*** DATASET RECORDS ***

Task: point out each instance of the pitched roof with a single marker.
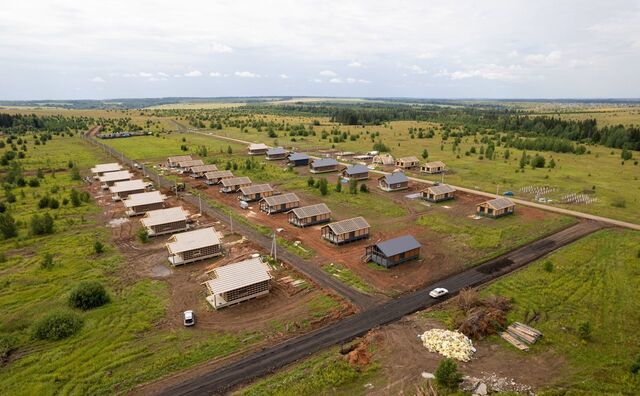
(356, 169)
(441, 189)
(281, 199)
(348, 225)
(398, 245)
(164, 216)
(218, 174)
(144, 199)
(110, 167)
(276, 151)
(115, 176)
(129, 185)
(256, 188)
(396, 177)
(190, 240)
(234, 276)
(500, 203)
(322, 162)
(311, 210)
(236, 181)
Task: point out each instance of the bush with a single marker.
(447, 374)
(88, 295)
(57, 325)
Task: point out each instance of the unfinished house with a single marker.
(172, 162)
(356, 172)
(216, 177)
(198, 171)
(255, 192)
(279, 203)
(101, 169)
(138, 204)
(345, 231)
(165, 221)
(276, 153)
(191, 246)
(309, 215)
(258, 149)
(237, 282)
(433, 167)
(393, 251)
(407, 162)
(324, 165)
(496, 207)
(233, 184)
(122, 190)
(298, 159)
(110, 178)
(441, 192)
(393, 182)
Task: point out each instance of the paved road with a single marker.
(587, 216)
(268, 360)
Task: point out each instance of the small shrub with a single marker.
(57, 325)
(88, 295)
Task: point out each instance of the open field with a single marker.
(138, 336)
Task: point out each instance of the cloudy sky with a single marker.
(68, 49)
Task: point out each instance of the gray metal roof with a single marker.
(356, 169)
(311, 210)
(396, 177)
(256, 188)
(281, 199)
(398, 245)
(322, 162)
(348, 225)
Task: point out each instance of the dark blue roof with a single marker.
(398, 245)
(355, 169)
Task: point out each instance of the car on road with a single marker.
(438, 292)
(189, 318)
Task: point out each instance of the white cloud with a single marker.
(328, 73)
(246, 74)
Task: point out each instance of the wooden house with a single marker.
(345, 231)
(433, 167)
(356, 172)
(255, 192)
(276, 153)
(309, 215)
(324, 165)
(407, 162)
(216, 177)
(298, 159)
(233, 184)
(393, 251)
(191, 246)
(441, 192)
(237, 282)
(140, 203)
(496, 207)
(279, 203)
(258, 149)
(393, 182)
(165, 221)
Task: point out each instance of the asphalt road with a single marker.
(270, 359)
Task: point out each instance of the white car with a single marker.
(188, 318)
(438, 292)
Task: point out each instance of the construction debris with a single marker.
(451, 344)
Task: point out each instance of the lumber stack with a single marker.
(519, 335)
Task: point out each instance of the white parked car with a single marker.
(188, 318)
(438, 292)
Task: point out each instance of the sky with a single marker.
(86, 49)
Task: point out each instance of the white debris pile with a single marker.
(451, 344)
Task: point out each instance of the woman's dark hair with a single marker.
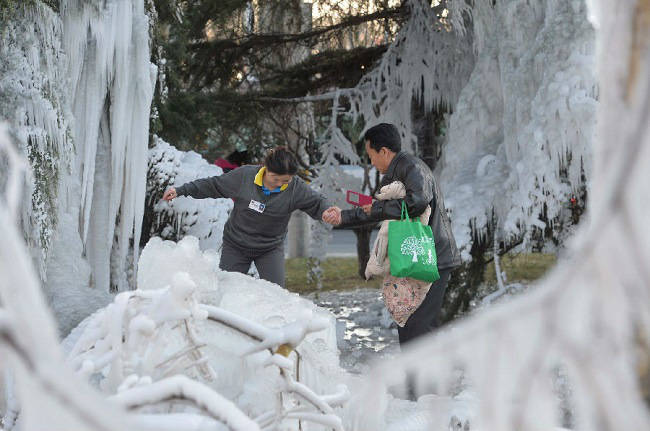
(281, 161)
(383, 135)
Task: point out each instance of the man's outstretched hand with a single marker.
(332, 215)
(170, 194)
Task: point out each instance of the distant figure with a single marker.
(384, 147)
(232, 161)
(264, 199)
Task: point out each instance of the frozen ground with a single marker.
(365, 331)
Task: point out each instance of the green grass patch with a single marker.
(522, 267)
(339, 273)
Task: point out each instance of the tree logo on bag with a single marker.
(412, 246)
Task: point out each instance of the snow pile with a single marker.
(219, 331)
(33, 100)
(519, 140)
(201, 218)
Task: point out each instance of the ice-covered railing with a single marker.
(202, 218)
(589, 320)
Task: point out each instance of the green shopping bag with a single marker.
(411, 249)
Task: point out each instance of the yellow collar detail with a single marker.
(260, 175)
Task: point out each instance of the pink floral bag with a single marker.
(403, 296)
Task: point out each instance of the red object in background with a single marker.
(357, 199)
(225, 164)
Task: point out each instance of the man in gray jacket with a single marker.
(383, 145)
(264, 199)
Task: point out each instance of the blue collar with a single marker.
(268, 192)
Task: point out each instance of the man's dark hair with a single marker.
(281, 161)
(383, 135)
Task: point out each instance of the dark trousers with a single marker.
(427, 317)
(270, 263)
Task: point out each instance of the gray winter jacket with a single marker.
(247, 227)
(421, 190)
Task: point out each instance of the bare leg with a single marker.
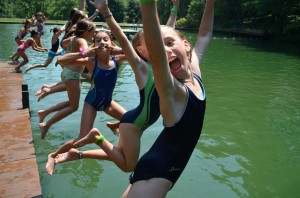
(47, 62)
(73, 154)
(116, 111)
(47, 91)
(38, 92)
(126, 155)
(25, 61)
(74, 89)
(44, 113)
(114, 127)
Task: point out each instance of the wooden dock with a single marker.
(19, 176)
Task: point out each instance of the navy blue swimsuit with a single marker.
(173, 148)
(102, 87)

*** End of DATASET RECORDS ***
*** DATASET RECORDS ***

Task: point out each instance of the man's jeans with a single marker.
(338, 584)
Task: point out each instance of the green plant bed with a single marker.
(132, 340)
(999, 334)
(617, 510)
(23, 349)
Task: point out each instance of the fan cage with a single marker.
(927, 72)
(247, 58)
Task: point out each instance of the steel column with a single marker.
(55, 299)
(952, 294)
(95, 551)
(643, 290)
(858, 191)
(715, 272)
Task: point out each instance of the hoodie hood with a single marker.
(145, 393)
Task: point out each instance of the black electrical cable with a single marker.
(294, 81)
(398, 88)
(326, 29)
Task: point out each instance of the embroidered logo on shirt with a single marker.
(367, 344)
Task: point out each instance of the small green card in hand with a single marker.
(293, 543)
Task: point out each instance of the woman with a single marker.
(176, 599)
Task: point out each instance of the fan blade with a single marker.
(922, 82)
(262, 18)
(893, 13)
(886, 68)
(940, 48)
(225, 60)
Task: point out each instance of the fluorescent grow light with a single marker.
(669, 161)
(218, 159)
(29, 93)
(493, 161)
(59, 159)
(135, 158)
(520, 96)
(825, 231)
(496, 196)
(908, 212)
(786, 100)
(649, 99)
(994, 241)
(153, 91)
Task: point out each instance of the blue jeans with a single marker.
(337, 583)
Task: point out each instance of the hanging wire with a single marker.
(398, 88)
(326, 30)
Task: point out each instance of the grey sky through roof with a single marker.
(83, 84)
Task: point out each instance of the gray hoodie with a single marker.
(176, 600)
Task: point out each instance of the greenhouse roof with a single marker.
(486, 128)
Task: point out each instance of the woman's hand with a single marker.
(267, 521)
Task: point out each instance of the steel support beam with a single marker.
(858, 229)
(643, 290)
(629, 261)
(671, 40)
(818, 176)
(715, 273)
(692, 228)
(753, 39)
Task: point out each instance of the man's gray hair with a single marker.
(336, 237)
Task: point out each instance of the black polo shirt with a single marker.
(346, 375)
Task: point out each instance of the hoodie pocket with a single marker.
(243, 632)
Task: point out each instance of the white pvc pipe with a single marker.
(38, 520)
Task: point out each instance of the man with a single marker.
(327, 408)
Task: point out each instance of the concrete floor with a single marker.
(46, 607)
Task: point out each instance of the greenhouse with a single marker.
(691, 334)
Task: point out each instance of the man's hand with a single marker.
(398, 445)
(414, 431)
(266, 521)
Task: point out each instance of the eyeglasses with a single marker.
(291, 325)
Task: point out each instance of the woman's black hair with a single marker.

*** End of DATASET RECORDS ***
*** DATASET RECORDS ***

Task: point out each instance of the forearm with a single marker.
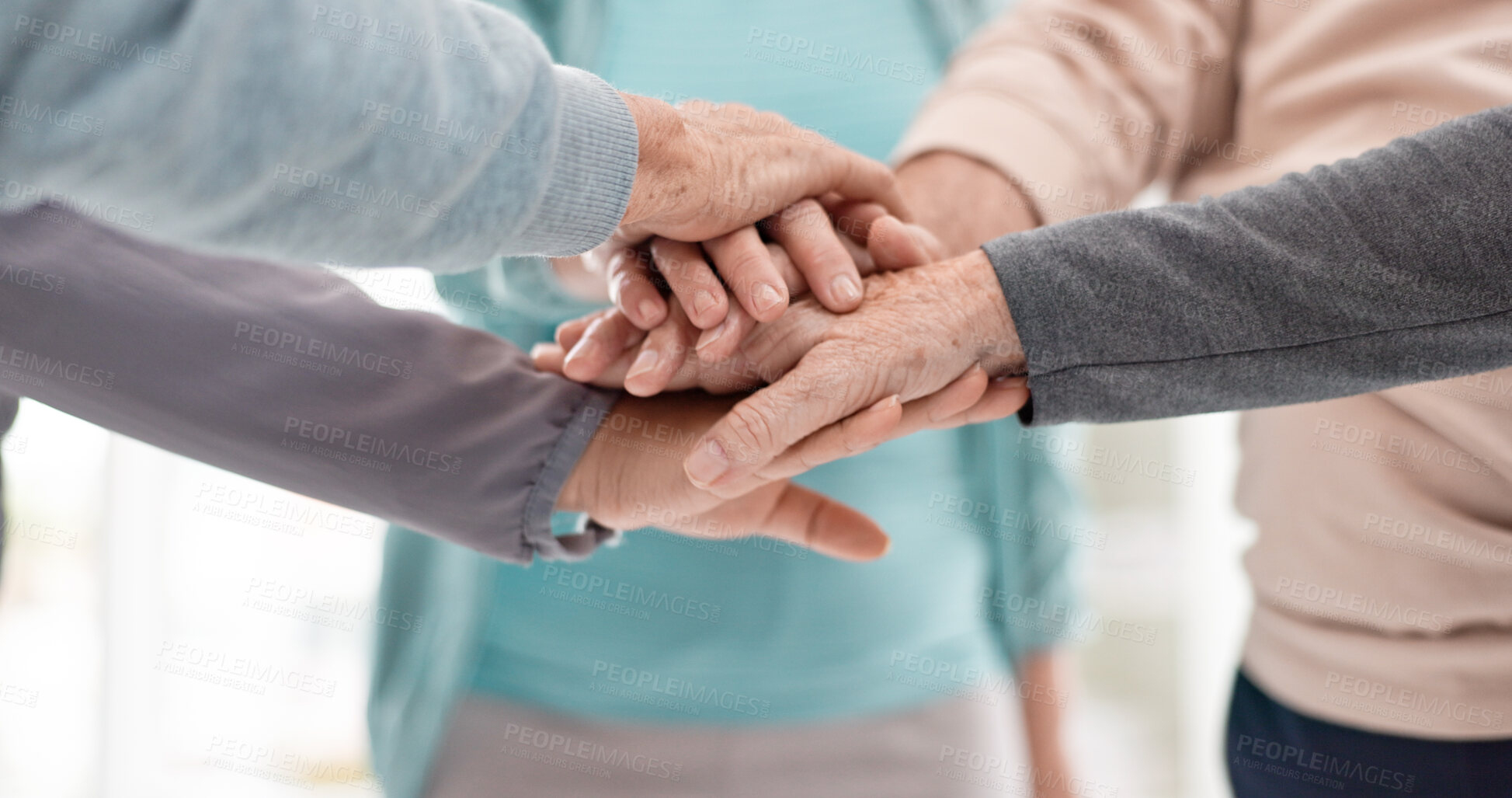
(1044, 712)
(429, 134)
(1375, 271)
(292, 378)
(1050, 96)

*** End of DATASET RECORDS ***

▶ _EXERCISE PROMPT_:
Out of the data above, set down the lines from the one with "Task: point out each instance of the concrete" to the one with "Task: point out each instance of the woman's black", both included, exactly as written and with no additions.

▶ _RESPONSE TO THE TASK_:
Task: point out each instance of the concrete floor with a single marker.
(46, 607)
Task: point out each instance of the greenhouse with a single marker.
(691, 334)
Task: point out each instance of the man's hand with a single marker.
(398, 445)
(414, 431)
(266, 521)
Task: point out each instance of the eyeglasses with a single marker.
(291, 325)
Task: point out each instance of the woman's black hair with a single marker.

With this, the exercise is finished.